Task instructions
Pick out every line in the items below that contains the word "north", and copy each of those lines in full.

Supplied material
***

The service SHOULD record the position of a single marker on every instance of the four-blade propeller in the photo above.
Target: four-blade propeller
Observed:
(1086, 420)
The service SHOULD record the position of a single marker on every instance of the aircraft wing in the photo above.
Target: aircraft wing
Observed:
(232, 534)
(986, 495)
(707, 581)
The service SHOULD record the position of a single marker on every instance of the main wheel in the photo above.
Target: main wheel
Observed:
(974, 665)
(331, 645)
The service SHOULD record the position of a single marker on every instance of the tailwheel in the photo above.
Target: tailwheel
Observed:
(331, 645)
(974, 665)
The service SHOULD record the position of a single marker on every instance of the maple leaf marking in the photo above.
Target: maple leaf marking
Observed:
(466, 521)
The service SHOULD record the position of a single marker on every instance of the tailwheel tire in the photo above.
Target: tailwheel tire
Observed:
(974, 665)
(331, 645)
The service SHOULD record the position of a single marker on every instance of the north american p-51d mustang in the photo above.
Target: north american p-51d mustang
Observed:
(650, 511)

***

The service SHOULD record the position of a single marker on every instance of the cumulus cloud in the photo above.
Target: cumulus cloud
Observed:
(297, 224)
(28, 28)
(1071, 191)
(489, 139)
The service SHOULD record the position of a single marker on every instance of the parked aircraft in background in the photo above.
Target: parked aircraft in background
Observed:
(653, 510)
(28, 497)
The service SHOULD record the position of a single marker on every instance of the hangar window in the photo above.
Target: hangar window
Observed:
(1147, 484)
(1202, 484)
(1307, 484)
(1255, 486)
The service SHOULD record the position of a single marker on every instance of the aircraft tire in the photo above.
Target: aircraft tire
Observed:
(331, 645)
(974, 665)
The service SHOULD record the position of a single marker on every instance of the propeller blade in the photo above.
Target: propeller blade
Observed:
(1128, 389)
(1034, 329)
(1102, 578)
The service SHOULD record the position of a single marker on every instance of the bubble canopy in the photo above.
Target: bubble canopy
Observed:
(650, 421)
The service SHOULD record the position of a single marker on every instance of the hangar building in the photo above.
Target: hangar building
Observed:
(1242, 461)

***

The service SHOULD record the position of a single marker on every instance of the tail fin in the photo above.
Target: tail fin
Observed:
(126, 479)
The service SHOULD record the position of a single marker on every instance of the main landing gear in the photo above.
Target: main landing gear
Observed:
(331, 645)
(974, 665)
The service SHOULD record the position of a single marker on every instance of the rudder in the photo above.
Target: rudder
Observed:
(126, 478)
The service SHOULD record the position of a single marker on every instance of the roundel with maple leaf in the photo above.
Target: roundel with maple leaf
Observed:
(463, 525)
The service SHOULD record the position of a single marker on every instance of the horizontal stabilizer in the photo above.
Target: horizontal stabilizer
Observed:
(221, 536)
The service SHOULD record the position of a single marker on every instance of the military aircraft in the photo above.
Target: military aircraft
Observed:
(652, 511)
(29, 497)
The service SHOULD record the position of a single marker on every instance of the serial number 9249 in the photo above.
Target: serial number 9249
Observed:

***

Answer for the task
The service SHOULD record the position of a single marker on every instance of the north american p-51d mustang in the photo above.
Target: north american p-51d mustang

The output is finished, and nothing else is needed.